**Collected data entries:**
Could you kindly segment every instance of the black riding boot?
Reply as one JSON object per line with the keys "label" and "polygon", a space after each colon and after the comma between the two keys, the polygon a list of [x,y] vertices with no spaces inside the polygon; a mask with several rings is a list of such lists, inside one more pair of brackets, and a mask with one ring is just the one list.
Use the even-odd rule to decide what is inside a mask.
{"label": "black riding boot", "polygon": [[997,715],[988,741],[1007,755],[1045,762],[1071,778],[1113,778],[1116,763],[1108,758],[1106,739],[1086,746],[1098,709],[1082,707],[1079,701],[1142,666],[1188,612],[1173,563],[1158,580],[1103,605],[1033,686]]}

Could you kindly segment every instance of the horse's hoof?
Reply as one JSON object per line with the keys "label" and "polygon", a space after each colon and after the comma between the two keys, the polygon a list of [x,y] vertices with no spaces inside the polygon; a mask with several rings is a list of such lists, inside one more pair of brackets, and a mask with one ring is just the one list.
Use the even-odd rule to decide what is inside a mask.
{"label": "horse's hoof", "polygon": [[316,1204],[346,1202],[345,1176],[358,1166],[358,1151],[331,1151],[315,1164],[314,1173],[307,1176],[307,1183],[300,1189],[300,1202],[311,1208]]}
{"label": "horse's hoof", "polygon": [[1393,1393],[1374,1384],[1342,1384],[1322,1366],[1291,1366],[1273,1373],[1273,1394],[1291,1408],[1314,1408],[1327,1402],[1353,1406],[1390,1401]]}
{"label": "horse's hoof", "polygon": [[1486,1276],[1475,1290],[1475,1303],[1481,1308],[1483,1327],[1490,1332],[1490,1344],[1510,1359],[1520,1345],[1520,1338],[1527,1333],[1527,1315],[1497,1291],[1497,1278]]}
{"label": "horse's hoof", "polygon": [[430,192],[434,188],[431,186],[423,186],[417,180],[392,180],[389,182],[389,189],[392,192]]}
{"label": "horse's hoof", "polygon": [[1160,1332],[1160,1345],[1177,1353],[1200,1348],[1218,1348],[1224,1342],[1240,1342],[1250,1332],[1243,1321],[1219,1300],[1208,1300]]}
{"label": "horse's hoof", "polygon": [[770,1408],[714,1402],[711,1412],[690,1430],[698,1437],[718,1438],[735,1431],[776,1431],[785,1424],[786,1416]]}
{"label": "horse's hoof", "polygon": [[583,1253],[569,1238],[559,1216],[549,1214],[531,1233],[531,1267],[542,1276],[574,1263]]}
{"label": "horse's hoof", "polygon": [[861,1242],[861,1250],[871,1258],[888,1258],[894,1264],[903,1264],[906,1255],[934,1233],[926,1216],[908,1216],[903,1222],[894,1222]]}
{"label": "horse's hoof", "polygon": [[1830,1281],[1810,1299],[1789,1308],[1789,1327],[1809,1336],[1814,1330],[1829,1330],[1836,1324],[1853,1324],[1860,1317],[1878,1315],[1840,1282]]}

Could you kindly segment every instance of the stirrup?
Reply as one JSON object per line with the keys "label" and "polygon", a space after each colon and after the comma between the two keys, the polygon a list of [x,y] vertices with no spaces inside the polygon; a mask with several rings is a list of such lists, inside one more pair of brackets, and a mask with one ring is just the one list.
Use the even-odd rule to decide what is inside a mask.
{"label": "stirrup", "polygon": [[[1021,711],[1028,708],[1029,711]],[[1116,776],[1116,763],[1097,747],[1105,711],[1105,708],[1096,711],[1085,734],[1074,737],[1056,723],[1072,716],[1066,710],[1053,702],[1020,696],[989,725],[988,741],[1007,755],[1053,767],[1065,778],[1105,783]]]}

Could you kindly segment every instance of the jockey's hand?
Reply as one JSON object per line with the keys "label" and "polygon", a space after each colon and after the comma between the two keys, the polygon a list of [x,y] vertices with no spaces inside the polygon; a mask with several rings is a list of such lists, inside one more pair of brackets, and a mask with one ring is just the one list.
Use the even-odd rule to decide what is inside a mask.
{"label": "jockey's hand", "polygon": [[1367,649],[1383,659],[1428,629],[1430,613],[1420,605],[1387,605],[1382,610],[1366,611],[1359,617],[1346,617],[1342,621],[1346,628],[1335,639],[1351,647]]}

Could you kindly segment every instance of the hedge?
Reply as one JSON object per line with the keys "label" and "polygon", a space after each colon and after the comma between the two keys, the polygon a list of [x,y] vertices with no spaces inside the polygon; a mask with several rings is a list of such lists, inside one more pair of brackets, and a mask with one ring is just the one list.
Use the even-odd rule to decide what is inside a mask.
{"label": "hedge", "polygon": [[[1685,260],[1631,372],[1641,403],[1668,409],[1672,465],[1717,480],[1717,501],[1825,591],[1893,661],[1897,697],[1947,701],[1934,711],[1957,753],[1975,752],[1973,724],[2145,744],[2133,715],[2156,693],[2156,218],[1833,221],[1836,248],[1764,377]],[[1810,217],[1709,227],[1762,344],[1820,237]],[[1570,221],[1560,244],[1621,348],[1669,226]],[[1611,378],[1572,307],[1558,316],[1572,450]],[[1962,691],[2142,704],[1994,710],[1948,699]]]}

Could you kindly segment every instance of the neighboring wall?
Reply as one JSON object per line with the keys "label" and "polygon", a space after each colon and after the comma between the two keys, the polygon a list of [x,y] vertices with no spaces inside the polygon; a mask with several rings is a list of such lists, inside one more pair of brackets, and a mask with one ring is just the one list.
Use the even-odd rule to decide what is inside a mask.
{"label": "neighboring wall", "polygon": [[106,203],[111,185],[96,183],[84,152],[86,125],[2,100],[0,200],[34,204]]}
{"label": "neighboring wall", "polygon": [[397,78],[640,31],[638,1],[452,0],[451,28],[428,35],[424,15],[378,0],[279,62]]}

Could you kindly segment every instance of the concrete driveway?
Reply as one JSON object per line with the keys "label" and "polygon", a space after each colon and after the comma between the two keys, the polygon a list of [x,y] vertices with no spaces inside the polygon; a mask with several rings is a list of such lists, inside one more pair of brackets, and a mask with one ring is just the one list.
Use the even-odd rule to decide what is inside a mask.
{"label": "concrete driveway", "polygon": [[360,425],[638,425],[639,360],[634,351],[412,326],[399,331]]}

**What you have to do:** Your answer must be an exact copy of every record.

**Output below:**
Could you kindly segment every instance of the black riding boot?
Reply as one JSON object per line with the keys "label" and "polygon", a space after each colon and after the comma between the two keys, the polygon a list of [x,y] vertices with no spaces inside the polygon; a mask with several rings is a list of such lists, inside one more pair of brackets, and a mask with one ring is just the one list.
Use the even-odd rule to decide what is inside a mask.
{"label": "black riding boot", "polygon": [[997,715],[988,741],[1007,755],[1045,762],[1071,778],[1113,778],[1116,763],[1108,758],[1106,739],[1086,746],[1098,709],[1082,707],[1079,701],[1142,666],[1188,612],[1173,563],[1158,580],[1103,605],[1033,686]]}

Could you kindly segment every instance of the horse's hoof?
Reply as one JSON object per line with the keys "label" and "polygon", a space after each colon and after the comma between the two keys, the polygon a list of [x,y] vertices with no spaces inside the polygon; a mask with several rings is a list of such lists, inside one more pair of brackets, and a mask with one ring is just the one list.
Use the even-odd rule to decide what is inside a mask.
{"label": "horse's hoof", "polygon": [[316,1204],[346,1202],[345,1176],[358,1166],[358,1151],[331,1151],[315,1164],[314,1173],[307,1176],[307,1183],[300,1189],[300,1202],[311,1208]]}
{"label": "horse's hoof", "polygon": [[1393,1393],[1374,1384],[1342,1384],[1322,1366],[1291,1366],[1273,1373],[1273,1394],[1291,1408],[1314,1408],[1327,1402],[1353,1406],[1390,1401]]}
{"label": "horse's hoof", "polygon": [[1486,1276],[1475,1290],[1475,1303],[1481,1308],[1483,1327],[1490,1332],[1490,1344],[1510,1359],[1520,1345],[1520,1338],[1527,1333],[1527,1315],[1497,1291],[1497,1278]]}
{"label": "horse's hoof", "polygon": [[430,192],[434,188],[431,186],[423,186],[417,180],[392,180],[389,182],[389,189],[392,192]]}
{"label": "horse's hoof", "polygon": [[1160,1332],[1160,1345],[1177,1353],[1200,1348],[1218,1348],[1224,1342],[1240,1342],[1250,1332],[1243,1321],[1219,1300],[1208,1300]]}
{"label": "horse's hoof", "polygon": [[770,1408],[714,1402],[711,1412],[690,1430],[698,1437],[718,1438],[735,1431],[776,1431],[785,1424],[786,1416]]}
{"label": "horse's hoof", "polygon": [[583,1253],[569,1238],[559,1216],[549,1214],[531,1233],[531,1267],[542,1276],[574,1263]]}
{"label": "horse's hoof", "polygon": [[861,1242],[861,1250],[871,1258],[888,1258],[894,1264],[903,1264],[906,1255],[934,1233],[926,1216],[908,1216],[903,1222],[894,1222]]}
{"label": "horse's hoof", "polygon": [[1830,1281],[1810,1299],[1789,1308],[1789,1327],[1809,1336],[1814,1330],[1829,1330],[1836,1324],[1853,1324],[1860,1317],[1878,1315],[1840,1282]]}

Could you kindly segment every instance of the stirrup?
Reply as one JSON object per line with the keys "label" and "polygon", a space after each colon and after the comma between the two keys, the polygon a list of [x,y] vertices with no spaces inside the polygon; a mask with several rings is a list of such lists, inside one more pair of brackets, and a mask with one ring is just the one list.
Use the even-odd rule to decide what is inside a mask.
{"label": "stirrup", "polygon": [[[1021,711],[1028,708],[1029,711]],[[1116,776],[1116,763],[1097,747],[1105,711],[1105,708],[1096,711],[1085,734],[1074,737],[1056,723],[1072,716],[1066,710],[1053,702],[1020,696],[989,725],[988,741],[1007,755],[1053,767],[1065,778],[1105,783]]]}

Could you kindly segment every instance of the jockey's hand?
Reply as one JSON object per line with the keys "label" and "polygon", a space after each colon and after the comma between the two keys, the polygon a list of [x,y] vertices with no spaces inside the polygon; a mask with several rings is a list of such lists, inside one more pair of brackets, and a mask with one ring is just the one list.
Use the even-odd rule to decide what is inside a mask.
{"label": "jockey's hand", "polygon": [[1367,649],[1383,659],[1428,629],[1430,613],[1420,605],[1387,605],[1382,610],[1366,611],[1359,617],[1346,617],[1342,621],[1346,628],[1335,639],[1351,647]]}

Could you kindly segment every instance of the hedge?
Reply as one JSON object per line with the keys "label" and "polygon", a space after each colon and after the comma between the two keys, the polygon a list of [x,y] vertices with no spaces inside the polygon; a mask with several rings is a list of such lists, inside one more pair of brackets, and a mask with one ring is just the one list.
Use the even-odd rule to decide what is inside a mask.
{"label": "hedge", "polygon": [[[1685,260],[1631,372],[1641,403],[1668,409],[1672,465],[1717,480],[1717,501],[1825,591],[1893,661],[1897,697],[1947,701],[1934,711],[1957,753],[1975,752],[1973,724],[2145,744],[2133,715],[2156,693],[2156,218],[1833,221],[1836,248],[1764,377]],[[1810,217],[1709,227],[1762,344],[1820,237]],[[1570,221],[1560,244],[1621,348],[1669,226]],[[1611,378],[1572,307],[1558,316],[1572,450]],[[1962,691],[2142,704],[1994,710],[1948,699]]]}

Could you kindly segment every instance of the neighboring wall?
Reply as one JSON object per line with the keys "label" and "polygon", a space after each colon and after the comma between the two keys, the polygon a list of [x,y] vertices with no spaces inside the polygon; a mask with several rings is a list of such lists, inside one more pair of brackets, and a mask with one ring is just the one list.
Use the even-odd rule to decide what is inside a mask.
{"label": "neighboring wall", "polygon": [[106,203],[111,185],[96,183],[84,152],[86,125],[2,100],[0,200],[34,204]]}
{"label": "neighboring wall", "polygon": [[397,78],[640,31],[638,1],[452,0],[451,28],[428,35],[424,15],[378,0],[279,62]]}

Could you kindly segment every instance of the concrete driveway?
Reply as one JSON object per line with the keys "label" and "polygon", a space after each colon and after the comma between the two keys, the polygon a list of [x,y] vertices with no spaces inside the polygon; a mask with several rings is a list of such lists, inside one more pair of brackets, and a mask with one ring is just the one list.
Use the even-odd rule to decide what is inside a mask.
{"label": "concrete driveway", "polygon": [[360,425],[638,425],[639,360],[634,351],[412,326],[399,331]]}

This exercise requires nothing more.